▶ DESCRIPTION OF THE TASK: Reproduce the records below exactly as shown.

AVAILABLE RECORDS: Begin

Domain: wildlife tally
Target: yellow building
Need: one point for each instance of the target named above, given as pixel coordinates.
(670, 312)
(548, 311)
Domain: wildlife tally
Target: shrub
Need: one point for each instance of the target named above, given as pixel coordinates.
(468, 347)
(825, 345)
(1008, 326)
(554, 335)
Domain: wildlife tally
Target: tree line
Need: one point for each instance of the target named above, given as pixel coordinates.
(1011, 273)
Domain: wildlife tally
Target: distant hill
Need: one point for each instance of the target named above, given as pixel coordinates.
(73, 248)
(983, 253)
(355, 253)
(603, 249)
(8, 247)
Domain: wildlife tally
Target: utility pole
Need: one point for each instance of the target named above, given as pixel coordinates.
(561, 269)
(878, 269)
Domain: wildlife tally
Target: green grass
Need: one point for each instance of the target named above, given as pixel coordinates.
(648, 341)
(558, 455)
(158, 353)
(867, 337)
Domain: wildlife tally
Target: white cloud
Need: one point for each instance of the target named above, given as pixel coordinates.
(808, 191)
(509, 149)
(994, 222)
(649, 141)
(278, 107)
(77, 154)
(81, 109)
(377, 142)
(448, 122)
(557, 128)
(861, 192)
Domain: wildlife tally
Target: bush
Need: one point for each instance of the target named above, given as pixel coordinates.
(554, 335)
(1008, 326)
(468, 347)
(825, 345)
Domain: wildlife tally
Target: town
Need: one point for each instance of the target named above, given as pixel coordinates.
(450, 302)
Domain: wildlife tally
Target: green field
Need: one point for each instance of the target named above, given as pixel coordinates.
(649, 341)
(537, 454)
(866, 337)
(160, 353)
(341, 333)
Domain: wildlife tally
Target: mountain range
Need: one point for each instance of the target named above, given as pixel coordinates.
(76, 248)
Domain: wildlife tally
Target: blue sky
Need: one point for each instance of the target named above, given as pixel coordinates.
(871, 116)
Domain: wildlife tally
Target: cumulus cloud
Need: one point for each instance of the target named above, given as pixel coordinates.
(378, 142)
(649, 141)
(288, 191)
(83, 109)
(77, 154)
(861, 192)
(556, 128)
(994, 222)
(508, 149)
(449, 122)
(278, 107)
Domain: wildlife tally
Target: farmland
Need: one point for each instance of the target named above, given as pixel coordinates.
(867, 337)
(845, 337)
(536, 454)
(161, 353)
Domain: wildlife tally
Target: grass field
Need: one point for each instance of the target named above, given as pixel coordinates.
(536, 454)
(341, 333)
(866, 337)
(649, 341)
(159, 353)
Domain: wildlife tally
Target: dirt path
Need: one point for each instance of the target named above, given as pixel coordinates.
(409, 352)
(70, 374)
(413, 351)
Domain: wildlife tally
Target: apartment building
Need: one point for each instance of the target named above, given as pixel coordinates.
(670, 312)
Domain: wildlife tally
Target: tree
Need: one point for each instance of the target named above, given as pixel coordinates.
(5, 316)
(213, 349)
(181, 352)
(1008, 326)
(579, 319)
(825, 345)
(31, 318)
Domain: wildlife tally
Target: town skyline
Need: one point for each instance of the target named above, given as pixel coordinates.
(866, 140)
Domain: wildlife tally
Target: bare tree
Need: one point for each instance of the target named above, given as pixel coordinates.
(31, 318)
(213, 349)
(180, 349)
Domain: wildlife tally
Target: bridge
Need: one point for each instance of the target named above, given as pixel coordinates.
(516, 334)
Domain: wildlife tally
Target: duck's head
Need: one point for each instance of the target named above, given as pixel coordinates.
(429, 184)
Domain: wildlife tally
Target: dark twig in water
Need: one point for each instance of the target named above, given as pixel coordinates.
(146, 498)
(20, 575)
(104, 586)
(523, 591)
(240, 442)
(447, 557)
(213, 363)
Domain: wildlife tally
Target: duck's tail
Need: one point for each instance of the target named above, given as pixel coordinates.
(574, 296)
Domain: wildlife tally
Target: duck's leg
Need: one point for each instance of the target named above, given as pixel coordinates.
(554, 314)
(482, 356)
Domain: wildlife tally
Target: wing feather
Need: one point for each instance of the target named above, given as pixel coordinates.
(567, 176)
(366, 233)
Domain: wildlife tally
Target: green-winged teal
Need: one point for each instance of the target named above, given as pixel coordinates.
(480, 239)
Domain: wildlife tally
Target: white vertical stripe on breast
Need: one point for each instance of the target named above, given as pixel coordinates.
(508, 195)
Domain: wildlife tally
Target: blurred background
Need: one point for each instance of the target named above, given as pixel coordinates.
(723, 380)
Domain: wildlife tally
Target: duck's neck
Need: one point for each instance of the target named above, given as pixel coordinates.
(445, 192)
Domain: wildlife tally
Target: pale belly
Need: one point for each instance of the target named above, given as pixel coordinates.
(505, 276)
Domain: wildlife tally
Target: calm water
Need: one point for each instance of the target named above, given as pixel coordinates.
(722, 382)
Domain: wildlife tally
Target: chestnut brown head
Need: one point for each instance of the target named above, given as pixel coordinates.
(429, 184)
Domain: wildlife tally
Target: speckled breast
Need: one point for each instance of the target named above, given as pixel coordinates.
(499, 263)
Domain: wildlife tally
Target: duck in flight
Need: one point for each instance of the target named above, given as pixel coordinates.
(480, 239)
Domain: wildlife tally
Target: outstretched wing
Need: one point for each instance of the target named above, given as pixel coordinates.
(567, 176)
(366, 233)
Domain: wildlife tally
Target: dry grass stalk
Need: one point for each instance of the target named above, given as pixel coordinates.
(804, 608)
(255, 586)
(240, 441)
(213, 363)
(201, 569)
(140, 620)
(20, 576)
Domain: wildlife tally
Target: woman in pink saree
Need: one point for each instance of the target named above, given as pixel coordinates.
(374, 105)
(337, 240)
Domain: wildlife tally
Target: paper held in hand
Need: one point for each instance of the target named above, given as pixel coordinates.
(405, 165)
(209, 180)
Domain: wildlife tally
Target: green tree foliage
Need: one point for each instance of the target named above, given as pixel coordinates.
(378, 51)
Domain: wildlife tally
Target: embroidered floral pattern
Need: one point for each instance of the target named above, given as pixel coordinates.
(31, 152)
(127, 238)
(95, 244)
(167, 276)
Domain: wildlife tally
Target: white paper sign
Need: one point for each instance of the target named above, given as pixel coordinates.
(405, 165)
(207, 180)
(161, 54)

AVAILABLE RECORDS: End

▶ YOUR SOLUTION:
Domain: wildlife tally
Target: yellow building
Need: one point for each instance of the target named above, given as pixel coordinates.
(670, 312)
(548, 311)
Domain: wildlife tally
Target: shrub
Need: one point for each instance of the target named above, given as pixel coordinates.
(468, 347)
(825, 345)
(1008, 326)
(554, 335)
Domain: wildlife tally
Target: tree line
Need: one point for each instance of the target named above, given as pixel coordinates.
(1011, 273)
Domain: wildlife tally
Target: distant hill
Need: one point for each instance of the target named above, given as pixel coordinates.
(73, 248)
(983, 253)
(355, 253)
(603, 249)
(8, 247)
Domain: wildlife tally
Target: utility pole
Need: one point for each instance of the target named above, given as pixel coordinates.
(561, 269)
(878, 269)
Domain: wildlife tally
Target: green grass
Need: one point for each instance of the target named above, given as pixel coordinates.
(648, 341)
(558, 455)
(158, 353)
(867, 337)
Domain: wildlife tally
Target: white cloud
Need: one point for each instance of the target named above, given as pixel coordinates.
(808, 191)
(509, 149)
(994, 222)
(649, 141)
(278, 107)
(77, 154)
(81, 109)
(377, 142)
(448, 122)
(557, 128)
(861, 192)
Domain: wildlife tally
Target: bush
Need: one point for each instance of the target named above, given as pixel coordinates.
(554, 335)
(1008, 326)
(468, 347)
(825, 345)
Domain: wildlife tally
Target: town
Need: one point for each instance of the target named above, given as pixel coordinates.
(450, 302)
Domain: wildlife tally
Target: green field
Need: one point for each instance of the target named above, given as pixel coordinates.
(649, 341)
(537, 454)
(866, 337)
(160, 353)
(341, 333)
Domain: wildlife tally
Target: mountain range
Need: one point for each instance of the target named above, given as pixel coordinates.
(76, 248)
Domain: wildlife tally
Target: blue sky
Need: one point for each instance of the target named above, given as pixel coordinates.
(871, 116)
Domain: wildlife tally
Target: cumulus cloud
Need: one point for each instance of the target named above, given as pixel coordinates.
(378, 142)
(649, 141)
(288, 191)
(83, 109)
(77, 154)
(861, 192)
(556, 128)
(994, 222)
(508, 149)
(449, 122)
(278, 107)
Domain: wildlife tally
Target: farmland
Need: one point for each instance of the target named above, given as pixel coordinates.
(867, 337)
(845, 337)
(536, 454)
(161, 353)
Domain: wildlife tally
Target: grass field
Need: one point for each instance of the target named above, given as pixel coordinates.
(536, 454)
(341, 333)
(866, 337)
(649, 341)
(159, 353)
Domain: wildlife tally
Target: dirt path
Need: one point for each instance of the target named above, given as pixel coordinates.
(409, 352)
(70, 374)
(413, 351)
Domain: wildlife tally
Target: apartment building
Need: one point for each instance of the target named above, given as pixel coordinates.
(670, 312)
Domain: wildlife tally
Target: tree
Need: one point for each instance of the target named above, given as pixel coordinates.
(5, 316)
(213, 349)
(181, 352)
(1008, 326)
(579, 319)
(825, 345)
(31, 318)
Domain: wildlife tally
Target: town skyline
Need: one point for each instance of the target named above, given as pixel coordinates.
(866, 140)
Domain: wildlife tally
Target: bare tree
Need: one point for each instance of the target named above, given as pixel coordinates.
(31, 318)
(213, 349)
(180, 349)
Domain: wildlife tally
Target: bridge
Need: one point for each instance of the target named above, given as pixel coordinates.
(516, 334)
Domain: wildlife tally
Target: duck's head
Need: one point for each instance of the target named above, given as pixel coordinates.
(429, 184)
Domain: wildlife tally
Target: dark twig in water
Need: one point for each instance of the target named above, given as pixel coordinates.
(146, 498)
(20, 575)
(104, 586)
(523, 591)
(240, 442)
(447, 557)
(213, 363)
Domain: wildlife tally
Target: duck's tail
Need: one point for each instance of the target named above, given as pixel coordinates.
(574, 296)
Domain: wildlife tally
Target: duck's leg
Need: one point for each instance of the target named above, given as pixel coordinates.
(554, 314)
(482, 356)
Domain: wildlife tally
Target: wing feather
Need: one point for each instance of the target named above, given as pixel coordinates.
(567, 176)
(366, 233)
Domain: wildlife tally
Target: green-winged teal
Need: one point for each instance of the target named above, given as pixel coordinates.
(480, 239)
Domain: wildlife tally
Target: white vertical stripe on breast
Need: one point for each instance of the target named above, given as pixel coordinates.
(508, 195)
Domain: wildlife tally
Target: blurred background
Need: one point for each instance of the target named above, given as pixel coordinates.
(723, 380)
Domain: wildlife tally
Target: duck's neck
Need: one point for each instance of the target named above, given as pixel coordinates.
(445, 192)
Domain: wildlife tally
Target: pale belly
Need: one point for each instance of the target named above, given as pixel coordinates.
(505, 276)
Domain: wildlife tally
Target: calm water
Need: one point for each instance of the target named above, given as pixel coordinates.
(722, 382)
Domain: wildlife tally
Target: chestnut brown head
Need: one point for each instance of the target named above, given as pixel coordinates.
(429, 184)
Domain: wildlife tally
Target: speckled breast
Need: one point for each instance of the target named above, given as pixel coordinates.
(499, 263)
Domain: wildlife tally
Target: duck in flight
Need: one point for each instance of the target named above, given as pixel coordinates.
(480, 239)
Domain: wildlife tally
Target: outstretched wing
Need: one point for each instance of the target named above, given as pixel coordinates.
(567, 176)
(366, 233)
Domain: wildlife tally
Target: dry grass stalk
Need: one point for each instance of the target named above, given as pixel coordinates.
(804, 608)
(255, 586)
(240, 441)
(213, 363)
(201, 569)
(140, 620)
(20, 576)
Domain: wildlife tally
Target: woman in pink saree
Need: one point for each instance of the target named above, given as pixel coordinates.
(374, 105)
(337, 240)
Domain: wildlife tally
Target: paper held in hand
Need: one point for each instance of the target named above, given as pixel coordinates.
(405, 165)
(209, 180)
Domain: wildlife tally
Target: green tree foliage
Need: one point for each instance of the target named above, given as pixel coordinates.
(378, 51)
Domain: wildlife tally
Target: embroidered floral pattern
Need: one point for each instance of the target named above, given as pixel coordinates.
(31, 152)
(127, 238)
(95, 244)
(167, 276)
Domain: wildlife tally
Target: white paper sign
Need: one point for each instance of the target named above, given as pixel coordinates.
(405, 165)
(207, 180)
(161, 54)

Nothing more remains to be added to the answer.